Objetivo do exercício
Copie sem alterações as linhas dos dados, do início até a linha que contém "pixel 653 110", inclusive. Deixe as imagens de fora da resposta.

=====

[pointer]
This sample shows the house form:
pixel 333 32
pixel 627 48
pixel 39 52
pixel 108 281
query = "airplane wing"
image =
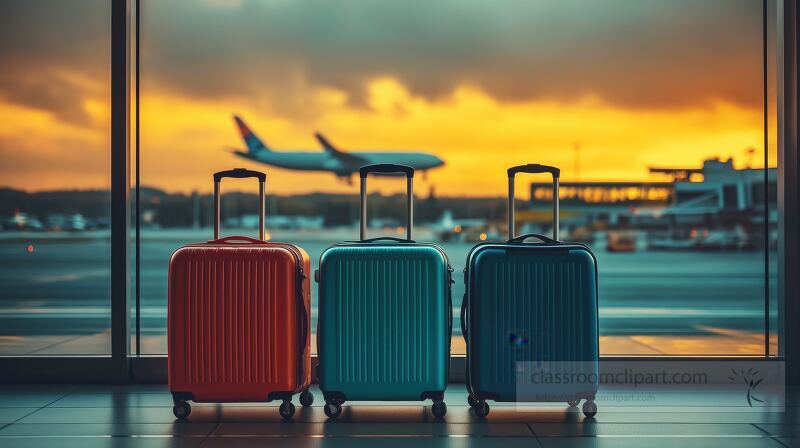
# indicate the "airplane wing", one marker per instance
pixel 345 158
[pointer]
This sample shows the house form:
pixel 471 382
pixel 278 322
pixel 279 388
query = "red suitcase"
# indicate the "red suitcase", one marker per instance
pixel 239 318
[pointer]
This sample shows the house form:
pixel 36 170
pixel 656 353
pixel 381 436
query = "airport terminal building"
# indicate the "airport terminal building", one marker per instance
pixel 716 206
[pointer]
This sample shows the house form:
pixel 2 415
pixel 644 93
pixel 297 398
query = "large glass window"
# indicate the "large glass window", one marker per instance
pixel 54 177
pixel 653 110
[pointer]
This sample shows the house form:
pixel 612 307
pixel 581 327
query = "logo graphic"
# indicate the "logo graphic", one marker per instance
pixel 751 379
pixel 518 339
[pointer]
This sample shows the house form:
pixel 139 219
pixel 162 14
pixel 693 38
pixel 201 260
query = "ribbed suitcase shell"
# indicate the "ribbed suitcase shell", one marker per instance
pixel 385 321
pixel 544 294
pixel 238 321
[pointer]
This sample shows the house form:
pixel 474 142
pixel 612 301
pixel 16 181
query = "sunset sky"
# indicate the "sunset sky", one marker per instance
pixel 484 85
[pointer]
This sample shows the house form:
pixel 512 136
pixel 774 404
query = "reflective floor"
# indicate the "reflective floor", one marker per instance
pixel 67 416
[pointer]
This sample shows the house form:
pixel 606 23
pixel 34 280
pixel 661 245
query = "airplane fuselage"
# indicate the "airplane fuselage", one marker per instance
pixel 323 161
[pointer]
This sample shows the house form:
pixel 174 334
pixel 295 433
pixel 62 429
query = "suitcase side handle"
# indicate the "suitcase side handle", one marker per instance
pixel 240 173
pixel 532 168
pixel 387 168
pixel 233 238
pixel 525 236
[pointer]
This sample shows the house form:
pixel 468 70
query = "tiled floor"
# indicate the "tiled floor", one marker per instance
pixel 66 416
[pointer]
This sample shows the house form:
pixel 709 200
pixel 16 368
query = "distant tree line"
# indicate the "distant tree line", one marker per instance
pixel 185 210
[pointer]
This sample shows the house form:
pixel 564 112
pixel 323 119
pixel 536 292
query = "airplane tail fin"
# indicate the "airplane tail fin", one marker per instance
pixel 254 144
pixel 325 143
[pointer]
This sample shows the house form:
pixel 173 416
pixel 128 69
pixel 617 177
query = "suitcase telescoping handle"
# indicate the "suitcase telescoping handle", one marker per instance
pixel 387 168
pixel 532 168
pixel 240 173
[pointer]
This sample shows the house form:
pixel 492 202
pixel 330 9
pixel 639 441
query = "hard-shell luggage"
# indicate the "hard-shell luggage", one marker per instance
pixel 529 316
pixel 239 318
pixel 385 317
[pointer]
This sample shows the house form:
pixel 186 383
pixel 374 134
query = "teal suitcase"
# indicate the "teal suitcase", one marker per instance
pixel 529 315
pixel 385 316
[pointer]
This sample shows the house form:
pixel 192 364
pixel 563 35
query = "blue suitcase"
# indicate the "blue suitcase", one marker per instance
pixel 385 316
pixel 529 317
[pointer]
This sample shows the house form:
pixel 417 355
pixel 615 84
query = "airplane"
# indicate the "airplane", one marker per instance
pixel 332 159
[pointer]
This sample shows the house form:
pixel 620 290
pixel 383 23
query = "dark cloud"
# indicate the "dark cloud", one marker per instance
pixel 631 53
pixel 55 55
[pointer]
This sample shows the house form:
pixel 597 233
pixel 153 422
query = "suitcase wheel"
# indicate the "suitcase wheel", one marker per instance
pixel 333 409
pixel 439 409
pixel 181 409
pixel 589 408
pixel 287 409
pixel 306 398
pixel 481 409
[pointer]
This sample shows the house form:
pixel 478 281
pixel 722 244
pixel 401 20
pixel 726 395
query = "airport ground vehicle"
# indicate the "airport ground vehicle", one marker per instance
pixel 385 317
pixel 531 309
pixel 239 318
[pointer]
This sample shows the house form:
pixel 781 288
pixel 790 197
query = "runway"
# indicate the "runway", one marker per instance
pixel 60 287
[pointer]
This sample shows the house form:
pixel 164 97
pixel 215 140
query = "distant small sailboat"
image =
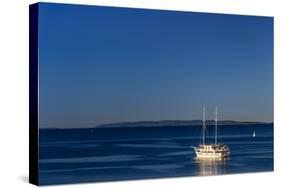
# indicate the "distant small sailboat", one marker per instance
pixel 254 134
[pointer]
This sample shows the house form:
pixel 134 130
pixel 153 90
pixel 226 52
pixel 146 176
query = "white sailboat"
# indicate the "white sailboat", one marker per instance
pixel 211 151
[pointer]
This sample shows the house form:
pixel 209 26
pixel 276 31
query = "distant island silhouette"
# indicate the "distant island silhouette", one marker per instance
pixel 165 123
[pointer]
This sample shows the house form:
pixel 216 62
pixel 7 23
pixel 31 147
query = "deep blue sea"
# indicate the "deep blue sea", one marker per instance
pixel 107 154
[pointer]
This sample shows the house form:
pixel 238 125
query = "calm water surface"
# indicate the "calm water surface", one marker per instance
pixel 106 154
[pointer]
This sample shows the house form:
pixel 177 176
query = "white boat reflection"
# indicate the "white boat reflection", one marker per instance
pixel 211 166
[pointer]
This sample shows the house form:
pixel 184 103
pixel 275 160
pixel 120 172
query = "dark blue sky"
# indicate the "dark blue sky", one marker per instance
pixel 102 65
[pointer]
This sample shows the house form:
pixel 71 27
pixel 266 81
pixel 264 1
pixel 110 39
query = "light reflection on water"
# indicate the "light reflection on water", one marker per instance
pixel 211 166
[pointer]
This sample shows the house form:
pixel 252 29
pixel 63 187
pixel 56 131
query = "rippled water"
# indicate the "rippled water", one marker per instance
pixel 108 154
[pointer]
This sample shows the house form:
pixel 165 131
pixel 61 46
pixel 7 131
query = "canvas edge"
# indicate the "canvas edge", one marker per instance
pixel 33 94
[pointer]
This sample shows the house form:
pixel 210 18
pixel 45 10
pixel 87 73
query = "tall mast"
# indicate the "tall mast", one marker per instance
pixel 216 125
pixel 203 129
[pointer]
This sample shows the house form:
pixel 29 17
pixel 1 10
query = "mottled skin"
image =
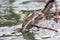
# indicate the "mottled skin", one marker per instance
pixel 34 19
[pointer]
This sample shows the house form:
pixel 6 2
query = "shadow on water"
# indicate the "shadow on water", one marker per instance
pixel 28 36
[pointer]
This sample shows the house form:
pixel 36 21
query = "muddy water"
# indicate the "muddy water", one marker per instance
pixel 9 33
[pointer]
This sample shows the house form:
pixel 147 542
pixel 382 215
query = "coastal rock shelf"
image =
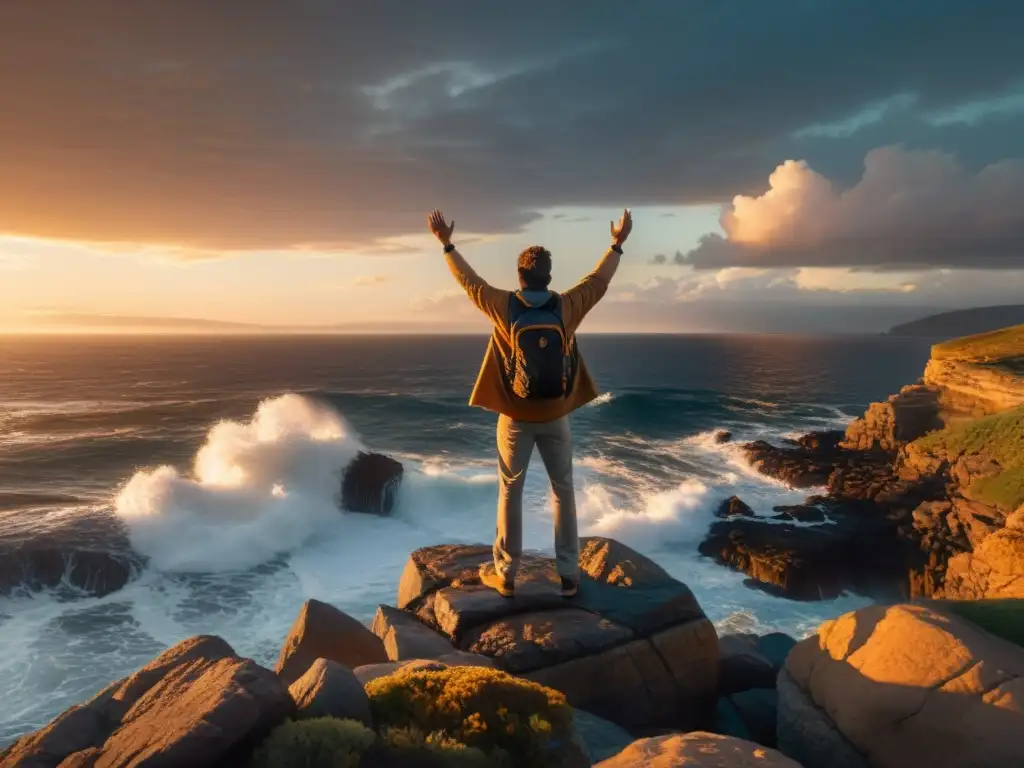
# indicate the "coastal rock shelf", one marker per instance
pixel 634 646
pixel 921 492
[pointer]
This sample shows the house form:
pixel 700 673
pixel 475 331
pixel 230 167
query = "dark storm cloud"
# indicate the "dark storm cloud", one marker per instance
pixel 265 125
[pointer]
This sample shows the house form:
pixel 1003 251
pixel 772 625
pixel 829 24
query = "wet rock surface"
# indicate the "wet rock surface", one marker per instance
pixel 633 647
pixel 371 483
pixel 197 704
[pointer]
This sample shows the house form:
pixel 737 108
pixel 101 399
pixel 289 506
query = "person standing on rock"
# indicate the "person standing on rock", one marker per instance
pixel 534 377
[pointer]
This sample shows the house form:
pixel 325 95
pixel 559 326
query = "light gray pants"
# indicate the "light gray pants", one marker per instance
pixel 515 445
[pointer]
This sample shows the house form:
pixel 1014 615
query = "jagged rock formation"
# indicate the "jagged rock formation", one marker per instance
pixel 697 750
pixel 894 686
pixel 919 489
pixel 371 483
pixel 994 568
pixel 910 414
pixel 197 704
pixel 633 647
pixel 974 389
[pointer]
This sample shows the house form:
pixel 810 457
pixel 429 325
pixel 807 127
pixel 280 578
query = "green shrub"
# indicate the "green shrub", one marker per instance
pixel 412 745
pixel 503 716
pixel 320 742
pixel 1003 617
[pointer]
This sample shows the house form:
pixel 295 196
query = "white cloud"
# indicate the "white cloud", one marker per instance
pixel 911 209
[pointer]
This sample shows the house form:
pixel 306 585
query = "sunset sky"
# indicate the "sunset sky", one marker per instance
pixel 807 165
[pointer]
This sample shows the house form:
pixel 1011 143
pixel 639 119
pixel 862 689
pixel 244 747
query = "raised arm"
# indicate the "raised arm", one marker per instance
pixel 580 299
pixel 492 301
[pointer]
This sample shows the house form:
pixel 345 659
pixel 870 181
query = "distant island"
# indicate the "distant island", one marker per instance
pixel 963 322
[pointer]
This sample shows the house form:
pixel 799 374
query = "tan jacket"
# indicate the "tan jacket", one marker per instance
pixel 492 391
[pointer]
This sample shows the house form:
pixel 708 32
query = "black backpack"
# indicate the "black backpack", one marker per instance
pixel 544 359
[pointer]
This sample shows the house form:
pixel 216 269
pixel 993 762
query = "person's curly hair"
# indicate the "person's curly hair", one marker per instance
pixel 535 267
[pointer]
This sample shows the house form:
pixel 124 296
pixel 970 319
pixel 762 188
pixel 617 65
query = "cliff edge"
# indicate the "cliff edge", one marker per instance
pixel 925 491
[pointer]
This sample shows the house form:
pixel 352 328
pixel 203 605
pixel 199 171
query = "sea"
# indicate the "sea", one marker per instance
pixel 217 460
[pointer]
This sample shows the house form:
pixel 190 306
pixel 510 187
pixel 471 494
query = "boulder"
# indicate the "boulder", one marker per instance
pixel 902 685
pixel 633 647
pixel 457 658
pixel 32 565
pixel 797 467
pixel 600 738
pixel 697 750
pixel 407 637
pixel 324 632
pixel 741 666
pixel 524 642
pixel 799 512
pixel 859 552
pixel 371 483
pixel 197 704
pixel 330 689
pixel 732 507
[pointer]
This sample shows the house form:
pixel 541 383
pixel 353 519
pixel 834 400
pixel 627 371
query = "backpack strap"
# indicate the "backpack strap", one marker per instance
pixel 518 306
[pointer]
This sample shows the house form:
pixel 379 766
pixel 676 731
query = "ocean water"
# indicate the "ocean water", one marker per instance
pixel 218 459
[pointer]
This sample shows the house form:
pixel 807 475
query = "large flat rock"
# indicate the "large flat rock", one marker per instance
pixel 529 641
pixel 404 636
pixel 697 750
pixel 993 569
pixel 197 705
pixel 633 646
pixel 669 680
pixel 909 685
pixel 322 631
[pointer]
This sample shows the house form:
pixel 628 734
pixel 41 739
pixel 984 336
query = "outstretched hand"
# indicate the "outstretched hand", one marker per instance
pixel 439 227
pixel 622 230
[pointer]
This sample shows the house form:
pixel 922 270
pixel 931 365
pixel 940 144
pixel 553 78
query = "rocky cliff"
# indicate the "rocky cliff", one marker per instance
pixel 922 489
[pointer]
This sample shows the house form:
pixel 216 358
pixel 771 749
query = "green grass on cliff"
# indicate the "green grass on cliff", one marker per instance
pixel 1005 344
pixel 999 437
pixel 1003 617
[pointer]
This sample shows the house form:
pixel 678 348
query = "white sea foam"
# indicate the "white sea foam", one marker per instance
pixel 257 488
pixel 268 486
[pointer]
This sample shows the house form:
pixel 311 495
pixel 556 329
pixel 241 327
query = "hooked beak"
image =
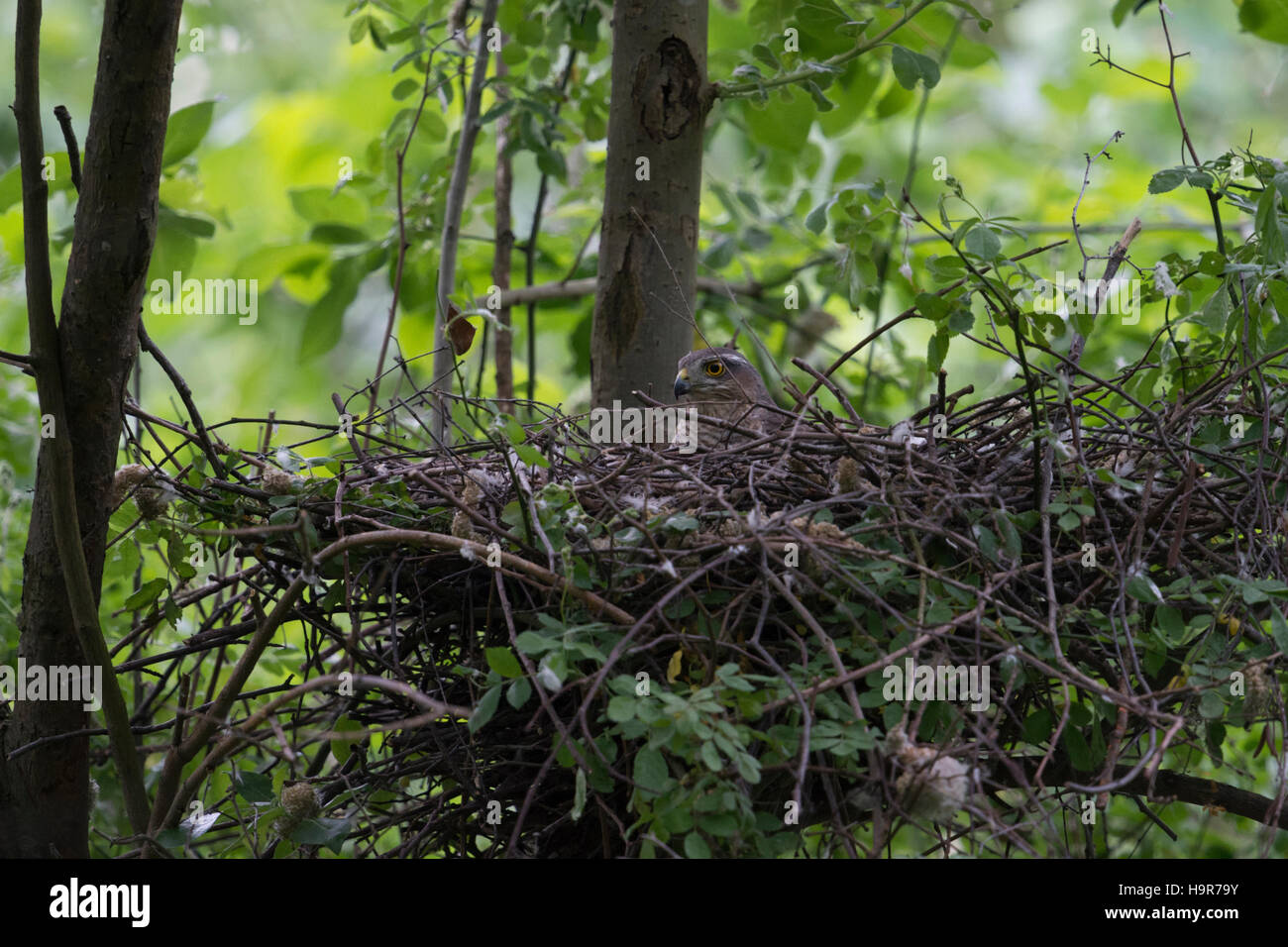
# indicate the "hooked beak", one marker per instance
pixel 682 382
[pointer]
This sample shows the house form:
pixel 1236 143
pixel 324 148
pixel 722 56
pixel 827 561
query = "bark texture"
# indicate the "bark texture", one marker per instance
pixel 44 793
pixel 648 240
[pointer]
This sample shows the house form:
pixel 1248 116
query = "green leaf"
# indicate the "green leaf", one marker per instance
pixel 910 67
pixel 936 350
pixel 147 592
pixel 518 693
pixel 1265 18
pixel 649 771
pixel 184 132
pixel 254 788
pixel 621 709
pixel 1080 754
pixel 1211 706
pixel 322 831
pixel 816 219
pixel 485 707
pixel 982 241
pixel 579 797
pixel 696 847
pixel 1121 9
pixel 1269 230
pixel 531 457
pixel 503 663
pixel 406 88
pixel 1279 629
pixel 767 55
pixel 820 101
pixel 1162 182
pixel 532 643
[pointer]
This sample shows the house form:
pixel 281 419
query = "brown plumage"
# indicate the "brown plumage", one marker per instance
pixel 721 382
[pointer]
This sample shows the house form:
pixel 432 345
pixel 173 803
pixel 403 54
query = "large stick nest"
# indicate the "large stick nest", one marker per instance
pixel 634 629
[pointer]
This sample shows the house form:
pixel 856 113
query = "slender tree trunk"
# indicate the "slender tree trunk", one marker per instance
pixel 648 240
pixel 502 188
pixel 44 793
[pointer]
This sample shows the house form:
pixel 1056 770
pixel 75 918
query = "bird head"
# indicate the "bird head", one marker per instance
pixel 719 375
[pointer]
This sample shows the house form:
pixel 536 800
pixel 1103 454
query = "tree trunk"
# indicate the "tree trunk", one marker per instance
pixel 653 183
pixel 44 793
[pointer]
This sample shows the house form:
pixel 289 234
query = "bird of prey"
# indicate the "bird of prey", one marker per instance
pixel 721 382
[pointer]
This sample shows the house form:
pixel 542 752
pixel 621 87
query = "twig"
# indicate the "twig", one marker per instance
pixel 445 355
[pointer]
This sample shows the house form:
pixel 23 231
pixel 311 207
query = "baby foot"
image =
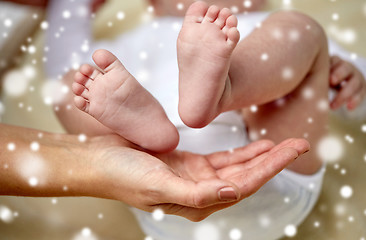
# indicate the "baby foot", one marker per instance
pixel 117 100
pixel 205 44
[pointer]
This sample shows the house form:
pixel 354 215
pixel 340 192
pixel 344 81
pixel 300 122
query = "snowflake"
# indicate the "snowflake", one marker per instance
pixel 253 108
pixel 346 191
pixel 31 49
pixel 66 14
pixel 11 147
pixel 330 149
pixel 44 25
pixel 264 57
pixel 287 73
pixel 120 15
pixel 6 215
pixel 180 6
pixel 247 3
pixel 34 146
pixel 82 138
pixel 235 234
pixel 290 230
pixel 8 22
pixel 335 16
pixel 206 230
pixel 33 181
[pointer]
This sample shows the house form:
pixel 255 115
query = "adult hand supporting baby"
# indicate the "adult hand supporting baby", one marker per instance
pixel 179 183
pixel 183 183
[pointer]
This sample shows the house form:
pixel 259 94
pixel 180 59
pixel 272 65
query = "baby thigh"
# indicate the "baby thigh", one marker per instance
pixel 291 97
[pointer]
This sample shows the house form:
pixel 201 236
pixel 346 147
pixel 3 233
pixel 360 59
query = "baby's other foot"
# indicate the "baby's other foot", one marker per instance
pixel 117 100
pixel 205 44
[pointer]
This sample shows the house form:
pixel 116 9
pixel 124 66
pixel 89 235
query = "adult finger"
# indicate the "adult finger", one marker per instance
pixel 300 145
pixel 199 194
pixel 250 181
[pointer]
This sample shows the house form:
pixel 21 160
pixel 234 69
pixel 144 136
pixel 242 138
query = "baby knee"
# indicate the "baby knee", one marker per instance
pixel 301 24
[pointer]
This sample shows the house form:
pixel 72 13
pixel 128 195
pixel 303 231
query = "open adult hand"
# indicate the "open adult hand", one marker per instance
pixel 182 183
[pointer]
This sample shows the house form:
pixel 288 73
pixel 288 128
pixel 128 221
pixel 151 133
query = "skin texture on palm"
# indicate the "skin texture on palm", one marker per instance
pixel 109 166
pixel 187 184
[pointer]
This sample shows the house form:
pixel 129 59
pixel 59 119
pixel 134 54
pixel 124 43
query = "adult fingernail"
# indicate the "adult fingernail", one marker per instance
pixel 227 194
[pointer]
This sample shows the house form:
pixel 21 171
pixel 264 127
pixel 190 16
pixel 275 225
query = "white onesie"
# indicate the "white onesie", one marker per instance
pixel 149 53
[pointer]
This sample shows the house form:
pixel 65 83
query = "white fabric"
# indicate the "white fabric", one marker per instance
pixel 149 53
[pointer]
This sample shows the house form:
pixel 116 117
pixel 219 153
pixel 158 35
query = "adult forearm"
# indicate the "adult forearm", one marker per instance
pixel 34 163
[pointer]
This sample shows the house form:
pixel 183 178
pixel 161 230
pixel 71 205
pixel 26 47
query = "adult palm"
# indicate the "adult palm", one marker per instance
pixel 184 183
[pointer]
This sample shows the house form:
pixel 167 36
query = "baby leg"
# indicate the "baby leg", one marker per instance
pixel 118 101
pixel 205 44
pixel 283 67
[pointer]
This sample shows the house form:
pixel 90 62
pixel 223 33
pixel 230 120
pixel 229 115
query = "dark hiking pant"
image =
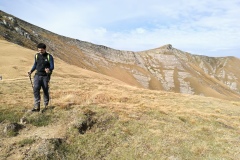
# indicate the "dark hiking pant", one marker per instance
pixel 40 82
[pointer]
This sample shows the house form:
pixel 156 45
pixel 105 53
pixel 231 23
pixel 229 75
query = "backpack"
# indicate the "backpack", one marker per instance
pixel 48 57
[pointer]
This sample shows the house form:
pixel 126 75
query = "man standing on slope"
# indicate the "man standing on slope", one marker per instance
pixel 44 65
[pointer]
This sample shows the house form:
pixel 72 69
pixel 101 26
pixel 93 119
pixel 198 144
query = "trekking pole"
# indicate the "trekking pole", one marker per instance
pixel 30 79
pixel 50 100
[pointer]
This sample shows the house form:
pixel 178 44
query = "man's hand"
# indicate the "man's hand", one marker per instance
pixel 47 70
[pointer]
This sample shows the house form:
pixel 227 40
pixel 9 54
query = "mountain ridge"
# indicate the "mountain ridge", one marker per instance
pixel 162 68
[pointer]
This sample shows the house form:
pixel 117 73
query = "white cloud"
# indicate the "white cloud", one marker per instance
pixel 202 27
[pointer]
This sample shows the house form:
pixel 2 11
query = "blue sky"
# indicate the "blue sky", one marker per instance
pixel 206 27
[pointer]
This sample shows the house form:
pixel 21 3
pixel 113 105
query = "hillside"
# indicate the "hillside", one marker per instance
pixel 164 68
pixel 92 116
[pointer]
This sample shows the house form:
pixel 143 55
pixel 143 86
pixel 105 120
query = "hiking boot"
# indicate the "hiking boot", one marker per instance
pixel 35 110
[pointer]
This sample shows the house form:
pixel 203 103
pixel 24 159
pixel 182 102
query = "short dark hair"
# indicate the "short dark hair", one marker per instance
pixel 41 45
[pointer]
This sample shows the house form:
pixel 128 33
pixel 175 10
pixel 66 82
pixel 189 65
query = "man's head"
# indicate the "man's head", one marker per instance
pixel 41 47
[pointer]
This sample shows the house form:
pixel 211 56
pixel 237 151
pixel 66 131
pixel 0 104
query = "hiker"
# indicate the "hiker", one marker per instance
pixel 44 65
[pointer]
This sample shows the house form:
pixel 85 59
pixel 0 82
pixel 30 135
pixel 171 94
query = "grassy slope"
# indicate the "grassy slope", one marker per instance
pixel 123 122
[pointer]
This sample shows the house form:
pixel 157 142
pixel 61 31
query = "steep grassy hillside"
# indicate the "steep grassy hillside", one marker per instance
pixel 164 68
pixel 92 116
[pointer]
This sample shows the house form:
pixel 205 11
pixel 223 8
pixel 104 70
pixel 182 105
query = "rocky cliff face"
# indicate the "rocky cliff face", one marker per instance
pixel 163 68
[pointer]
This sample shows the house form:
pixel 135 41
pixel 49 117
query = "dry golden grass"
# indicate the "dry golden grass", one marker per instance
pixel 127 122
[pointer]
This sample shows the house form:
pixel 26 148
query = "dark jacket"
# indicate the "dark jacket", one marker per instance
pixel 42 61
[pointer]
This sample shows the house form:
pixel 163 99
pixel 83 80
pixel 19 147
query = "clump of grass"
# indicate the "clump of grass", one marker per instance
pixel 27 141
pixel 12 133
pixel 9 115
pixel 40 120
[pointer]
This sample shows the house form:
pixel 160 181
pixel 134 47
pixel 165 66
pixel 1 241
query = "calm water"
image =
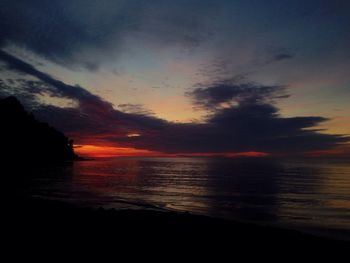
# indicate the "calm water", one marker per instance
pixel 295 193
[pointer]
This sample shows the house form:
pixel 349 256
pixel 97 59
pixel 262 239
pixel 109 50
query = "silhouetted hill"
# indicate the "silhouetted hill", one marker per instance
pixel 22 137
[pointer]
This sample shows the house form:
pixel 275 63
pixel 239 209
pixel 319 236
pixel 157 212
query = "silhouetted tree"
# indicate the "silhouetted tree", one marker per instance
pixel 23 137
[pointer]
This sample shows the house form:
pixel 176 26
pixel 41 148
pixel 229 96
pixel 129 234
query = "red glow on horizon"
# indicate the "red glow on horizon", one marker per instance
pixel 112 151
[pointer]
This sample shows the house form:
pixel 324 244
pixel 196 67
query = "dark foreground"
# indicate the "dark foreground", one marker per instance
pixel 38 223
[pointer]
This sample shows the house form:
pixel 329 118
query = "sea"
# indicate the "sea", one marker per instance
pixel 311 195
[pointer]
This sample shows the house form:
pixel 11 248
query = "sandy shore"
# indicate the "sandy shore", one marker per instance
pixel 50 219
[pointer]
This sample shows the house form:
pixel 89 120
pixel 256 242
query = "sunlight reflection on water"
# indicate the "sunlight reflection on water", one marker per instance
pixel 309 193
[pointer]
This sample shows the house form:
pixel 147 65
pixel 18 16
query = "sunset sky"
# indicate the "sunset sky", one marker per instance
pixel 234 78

=====

Tarefa concluída
[pointer]
This sample shows the house form:
pixel 333 32
pixel 627 48
pixel 39 52
pixel 108 281
query = "airplane wing"
image =
# indicate the "airplane wing", one marker per instance
pixel 345 158
[pointer]
This sample shows the house form:
pixel 471 382
pixel 278 322
pixel 279 388
query = "red suitcase"
# indicate the "red suitcase", one marker per instance
pixel 239 318
[pointer]
This sample shows the house form:
pixel 36 170
pixel 656 353
pixel 381 436
query = "airport terminal building"
# indicate the "airport terminal building", one marker per instance
pixel 716 206
[pointer]
This sample shows the house form:
pixel 2 415
pixel 644 93
pixel 297 398
query = "large glass window"
# indicate the "large glass window", one marker per instance
pixel 54 177
pixel 653 110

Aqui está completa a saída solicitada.